▶ _Excerpted passage_:

[Start of Attachment]

1958: Is wooed by MGM to sign a multi-picture deal, beginning with playing The Reluctant Debutante. Lynley opts instead for Walt Disney and The Light in the Forest. Sandra Dee is loaned to MGM from Universal to co-star in their comedy with Rex Harrison and Kay Kendall.

1960: She rejects the role of a coed in the Bing Crosby comedy High Time, directed by Blake Edwards, because she doesn’t want to work with Fabian again. (They co-starred the previous year in Hound-Dog Man.) She explains it is nothing against the young singer, but she wants better roles. Tuesday Weld happily takes her place.

1961: Lynley’s ex-husband, Mike Selsman, revealed in his autobiography that due to her pregnancy, she has to turn down starring opposite Tony Curtis in the comedy 40 Pounds of Trouble, which she really wanted to do because of director Norman Jewison, and the role of Olivia de Havilland’s mentally-disturbed daughter in MGM’s lush The Light in the Piazza, filmed in Italy. Suzanne Pleshette and Yvette Mimieux, respectively, step in.

[End of Attachment]

[Stored data entries]
[Start of Attachment]

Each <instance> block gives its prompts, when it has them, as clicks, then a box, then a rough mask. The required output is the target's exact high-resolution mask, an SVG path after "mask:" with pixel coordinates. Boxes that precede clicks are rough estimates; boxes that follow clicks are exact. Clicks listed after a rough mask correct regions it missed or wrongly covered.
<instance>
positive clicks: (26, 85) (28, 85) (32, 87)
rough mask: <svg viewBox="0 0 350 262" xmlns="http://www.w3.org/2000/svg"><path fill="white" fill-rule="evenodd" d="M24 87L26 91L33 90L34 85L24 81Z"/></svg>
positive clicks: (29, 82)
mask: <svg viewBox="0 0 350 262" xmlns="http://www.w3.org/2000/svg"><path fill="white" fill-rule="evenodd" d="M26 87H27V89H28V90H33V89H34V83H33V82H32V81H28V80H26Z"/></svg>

[End of Attachment]

▶ _Directive_:
Answer these questions from the passage above on Lynley's film roles.
(a) In 1958, which studio does Lynley choose over MGM?
(b) Who takes her place in High Time?
(c) Who steps in for her in 40 Pounds of Trouble?

▶ _Answer section_:
(a) Walt Disney
(b) Tuesday Weld
(c) Suzanne Pleshette